_How to complete this task_.
From the line with "Might I trouble you for the coordinates of the rolled-up" to the last line of the material, both inclusive, transcribe every line exactly and nothing else.

_Data for review_.
..............................

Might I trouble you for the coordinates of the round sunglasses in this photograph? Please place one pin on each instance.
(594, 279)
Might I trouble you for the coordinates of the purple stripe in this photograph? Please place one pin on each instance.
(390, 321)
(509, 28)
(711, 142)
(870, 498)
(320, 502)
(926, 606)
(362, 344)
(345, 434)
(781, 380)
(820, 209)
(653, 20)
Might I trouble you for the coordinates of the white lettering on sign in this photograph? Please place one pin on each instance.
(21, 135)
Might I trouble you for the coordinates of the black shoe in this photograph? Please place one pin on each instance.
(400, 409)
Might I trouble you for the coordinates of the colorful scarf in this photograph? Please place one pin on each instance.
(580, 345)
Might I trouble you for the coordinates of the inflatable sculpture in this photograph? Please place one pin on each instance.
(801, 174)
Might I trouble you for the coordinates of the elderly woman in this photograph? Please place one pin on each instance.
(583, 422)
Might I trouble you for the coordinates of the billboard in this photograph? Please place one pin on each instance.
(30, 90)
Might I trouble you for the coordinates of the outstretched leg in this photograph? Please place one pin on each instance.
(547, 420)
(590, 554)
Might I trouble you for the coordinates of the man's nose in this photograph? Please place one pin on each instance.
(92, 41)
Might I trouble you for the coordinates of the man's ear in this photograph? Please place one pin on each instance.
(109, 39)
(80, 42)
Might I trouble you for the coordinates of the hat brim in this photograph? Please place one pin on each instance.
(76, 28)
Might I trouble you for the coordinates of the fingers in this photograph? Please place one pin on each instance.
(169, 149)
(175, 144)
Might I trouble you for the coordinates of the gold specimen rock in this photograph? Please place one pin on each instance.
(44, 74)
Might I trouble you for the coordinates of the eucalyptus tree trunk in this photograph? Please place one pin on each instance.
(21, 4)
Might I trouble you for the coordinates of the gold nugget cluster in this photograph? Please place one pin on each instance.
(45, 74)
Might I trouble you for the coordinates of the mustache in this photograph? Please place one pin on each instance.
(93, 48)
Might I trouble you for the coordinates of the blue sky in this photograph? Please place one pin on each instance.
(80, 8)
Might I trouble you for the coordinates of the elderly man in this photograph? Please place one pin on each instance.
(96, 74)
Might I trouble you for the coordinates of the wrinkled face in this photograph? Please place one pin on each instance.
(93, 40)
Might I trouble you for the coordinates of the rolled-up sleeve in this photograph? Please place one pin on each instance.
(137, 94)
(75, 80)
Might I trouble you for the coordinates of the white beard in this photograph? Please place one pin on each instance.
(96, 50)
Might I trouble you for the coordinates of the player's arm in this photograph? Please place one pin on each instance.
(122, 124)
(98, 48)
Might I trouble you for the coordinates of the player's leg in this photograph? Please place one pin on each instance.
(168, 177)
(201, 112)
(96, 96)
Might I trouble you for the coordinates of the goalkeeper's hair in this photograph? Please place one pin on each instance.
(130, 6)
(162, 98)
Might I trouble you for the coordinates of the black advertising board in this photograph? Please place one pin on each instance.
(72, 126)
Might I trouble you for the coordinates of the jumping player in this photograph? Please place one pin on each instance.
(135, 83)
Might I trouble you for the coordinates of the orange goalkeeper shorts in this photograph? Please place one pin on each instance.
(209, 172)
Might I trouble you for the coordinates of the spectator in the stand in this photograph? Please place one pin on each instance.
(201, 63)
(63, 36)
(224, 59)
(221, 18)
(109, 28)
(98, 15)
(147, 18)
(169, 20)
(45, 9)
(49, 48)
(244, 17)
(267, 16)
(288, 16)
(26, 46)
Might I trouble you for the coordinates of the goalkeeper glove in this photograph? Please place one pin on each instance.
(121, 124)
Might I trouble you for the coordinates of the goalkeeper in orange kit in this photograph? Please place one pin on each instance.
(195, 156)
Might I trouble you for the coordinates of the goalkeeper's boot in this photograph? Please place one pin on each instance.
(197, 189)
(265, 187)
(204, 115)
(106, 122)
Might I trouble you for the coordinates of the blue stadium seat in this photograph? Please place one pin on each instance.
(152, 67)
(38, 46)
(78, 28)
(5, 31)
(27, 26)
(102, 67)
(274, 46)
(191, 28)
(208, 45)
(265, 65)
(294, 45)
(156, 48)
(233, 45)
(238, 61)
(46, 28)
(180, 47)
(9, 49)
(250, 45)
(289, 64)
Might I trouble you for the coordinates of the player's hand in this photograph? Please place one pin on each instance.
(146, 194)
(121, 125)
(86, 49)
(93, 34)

..............................

_Your solution_.
Might I trouble you for the coordinates of the rolled-up sleeve in this photograph? Please place one pin on each instance.
(137, 94)
(75, 80)
Might I trouble you for the coordinates of the white beard in this photograph? Please place one pin on each instance.
(96, 50)
Might I trouble you for the coordinates of the player's arm in this photograph? Please place one pin on each instance.
(122, 124)
(98, 48)
Might I trouble you for the coordinates of the player's leg in this photograph? Please place one pin on each instance.
(168, 177)
(201, 112)
(96, 96)
Might I trouble you for the coordinates of the goalkeeper's hair in this photograph? Please place one pin on each instance.
(130, 6)
(162, 98)
Might I trouble you for the coordinates of the black advertising board in this photograph? Please place one pin on each instance.
(72, 126)
Might I trouble you for the coordinates of the jumping player in this photograph? Please place one pin on each instance.
(135, 83)
Might I trouble you for the coordinates of the orange goalkeeper shorts in this photograph? Please place one pin on each instance.
(209, 172)
Might I trouble you for the coordinates of the spectator in the stand in this photograph? Please place one pin on each instance.
(201, 63)
(63, 36)
(224, 59)
(221, 18)
(109, 28)
(98, 15)
(147, 18)
(169, 20)
(45, 9)
(49, 48)
(244, 17)
(267, 16)
(288, 16)
(26, 46)
Might I trouble you for the coordinates of the goalkeeper glove in this photograph? Please place one pin on each instance.
(121, 124)
Might I trouble you for the coordinates of the goalkeeper in orange kit in this photograph? Please place one pin on each instance.
(195, 156)
Might I trouble you for the coordinates of the goalkeeper's boot in this photograph? Please place one pin on each instance.
(197, 189)
(265, 187)
(204, 115)
(106, 122)
Might I trouble you for the coordinates of the blue stadium seat in this photograph? Please place one pin on each instance.
(152, 67)
(38, 46)
(78, 28)
(5, 31)
(27, 26)
(102, 67)
(274, 46)
(191, 28)
(208, 45)
(265, 65)
(294, 45)
(156, 48)
(233, 45)
(238, 61)
(46, 28)
(180, 47)
(9, 49)
(250, 45)
(289, 64)
Might I trouble you for the coordinates of the player's hand in this photograph? Please place one pin on each instance.
(146, 194)
(121, 125)
(86, 49)
(93, 34)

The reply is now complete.